--- Prompt 1 ---
Put the rows running from the line containing "point: the river" through the end of the rows into a JSON list of strings, one string per line, with blank lines omitted.

I want to change 12 variables with 10+mill rows, so I'm looking for something fast.
Sample dataset
library(data.table)
set.seed(1)
(DT <- data.table(
V1 = sample(LETTERS[1:3], size=10, replace=TRUE),
V2 = sample(letters[5:9], size=10, replace=TRUE)))
str(DT)
Classes ‘data.table’ and 'data.frame': 10 obs. of 2 variables:
$ V1: chr "A" "C" "A" "B" ...
$ V2: chr "g" "e" "i" "i" ...
- attr(*, ".internal.selfref")=<externalptr>
I want to change V1
and V2
(12 variables in real dataset with 10+ mill rows) to ordered factors. This works, but I know I shouldn't...
DT[, V1 := factor(V1, levels = sort(unique(V1)), ordered = TRUE)]
DT[, V2 := factor(V2, levels = sort(unique(V2)), ordered = TRUE)]
str(DT)
Classes ‘data.table’ and 'data.frame': 10 obs. of 2 variables:
$ V1: Ord.factor w/ 3 levels "A"<"B"<"C": 1 3 1 2 1 3 3 2 2 3
$ V2: Ord.factor w/ 4 levels "e"<"f"<"g"<"i": 3 1 4 4 2 2 1 4 4 1
- attr(*, ".internal.selfref")=<externalptr>
From this post I know that DT[, .N, by = V1][order(-N), V1]
is faster than sort(unique(x))
. So I said "piece of cake"...
cols <- c("V1", "V2")
for (i in cols) {
# faster than sort(unique(x))
levs <- DT[, .N, by = mget(i)][order(-N), mget(i)][[1]]
# all variables in cols, to ordered factor
DT[, mget(i) := factor(mget(i), levels = levs, ordered = TRUE)]
}
... and it doesn't work. I've also tried building the unique sorted levels with lapply levs <- lapply(DT[,..cols), function(x) { sort(unique(x)) })
but I cant assign the levels to each variable
=(

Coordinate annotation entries
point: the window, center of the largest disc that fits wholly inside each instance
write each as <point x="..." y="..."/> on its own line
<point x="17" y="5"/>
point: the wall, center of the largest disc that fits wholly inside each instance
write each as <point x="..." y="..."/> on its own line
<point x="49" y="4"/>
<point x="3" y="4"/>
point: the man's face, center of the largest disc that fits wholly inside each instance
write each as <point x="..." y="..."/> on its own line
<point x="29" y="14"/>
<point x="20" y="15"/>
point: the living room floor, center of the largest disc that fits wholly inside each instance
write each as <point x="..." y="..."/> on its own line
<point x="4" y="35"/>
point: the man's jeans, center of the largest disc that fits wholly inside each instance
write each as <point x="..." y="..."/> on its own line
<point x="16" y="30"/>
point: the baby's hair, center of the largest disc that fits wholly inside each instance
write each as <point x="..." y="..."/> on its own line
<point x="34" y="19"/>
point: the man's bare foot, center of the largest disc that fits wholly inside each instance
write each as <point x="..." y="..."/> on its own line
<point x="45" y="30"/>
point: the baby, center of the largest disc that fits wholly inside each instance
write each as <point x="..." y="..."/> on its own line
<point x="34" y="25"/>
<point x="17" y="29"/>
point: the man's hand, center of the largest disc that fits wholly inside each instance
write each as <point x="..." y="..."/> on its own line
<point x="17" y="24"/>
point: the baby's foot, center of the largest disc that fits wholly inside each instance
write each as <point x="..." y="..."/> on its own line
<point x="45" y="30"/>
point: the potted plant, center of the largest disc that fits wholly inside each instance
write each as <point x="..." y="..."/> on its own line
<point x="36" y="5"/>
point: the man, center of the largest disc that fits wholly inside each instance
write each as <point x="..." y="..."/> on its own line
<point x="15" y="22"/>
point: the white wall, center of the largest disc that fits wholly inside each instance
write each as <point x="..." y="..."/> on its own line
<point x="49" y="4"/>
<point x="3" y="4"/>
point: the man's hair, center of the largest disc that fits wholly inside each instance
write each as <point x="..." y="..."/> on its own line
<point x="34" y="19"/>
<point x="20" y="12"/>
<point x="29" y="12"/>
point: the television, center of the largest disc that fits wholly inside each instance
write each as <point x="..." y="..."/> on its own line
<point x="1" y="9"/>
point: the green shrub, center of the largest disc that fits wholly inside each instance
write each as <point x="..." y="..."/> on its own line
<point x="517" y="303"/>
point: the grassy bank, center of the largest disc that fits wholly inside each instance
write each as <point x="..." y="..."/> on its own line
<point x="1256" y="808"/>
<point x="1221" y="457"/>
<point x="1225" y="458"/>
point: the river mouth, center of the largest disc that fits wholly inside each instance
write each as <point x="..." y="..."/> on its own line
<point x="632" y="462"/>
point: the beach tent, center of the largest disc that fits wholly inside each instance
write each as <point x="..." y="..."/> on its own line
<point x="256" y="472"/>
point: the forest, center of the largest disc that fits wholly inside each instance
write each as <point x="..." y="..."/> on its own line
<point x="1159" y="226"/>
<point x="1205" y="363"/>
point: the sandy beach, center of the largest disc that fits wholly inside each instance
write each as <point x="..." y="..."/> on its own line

--- Prompt 2 ---
Summarize the data.table post in two sentences.

--- Complete answer 1 ---
[
  "point: the river mouth, center of the largest disc that fits wholly inside each instance",
  "write each as <point x=\"...\" y=\"...\"/> on its own line",
  "<point x=\"632\" y=\"462\"/>",
  "point: the beach tent, center of the largest disc that fits wholly inside each instance",
  "write each as <point x=\"...\" y=\"...\"/> on its own line",
  "<point x=\"256\" y=\"472\"/>",
  "point: the forest, center of the largest disc that fits wholly inside each instance",
  "write each as <point x=\"...\" y=\"...\"/> on its own line",
  "<point x=\"1159\" y=\"226\"/>",
  "<point x=\"1205\" y=\"363\"/>",
  "point: the sandy beach, center of the largest disc that fits wholly inside each instance",
  "write each as <point x=\"...\" y=\"...\"/> on its own line"
]

--- Complete answer 2 ---
The author wants a fast way to convert 12 variables in a dataset of more than 10 million rows to ordered factors, and has a working version that calls factor() on each column separately with levels from sort(unique()). A loop over the column names that uses mget() and a level-building method reported as faster than sort(unique(x)) does not work, and levels built with lapply could not be assigned to each variable.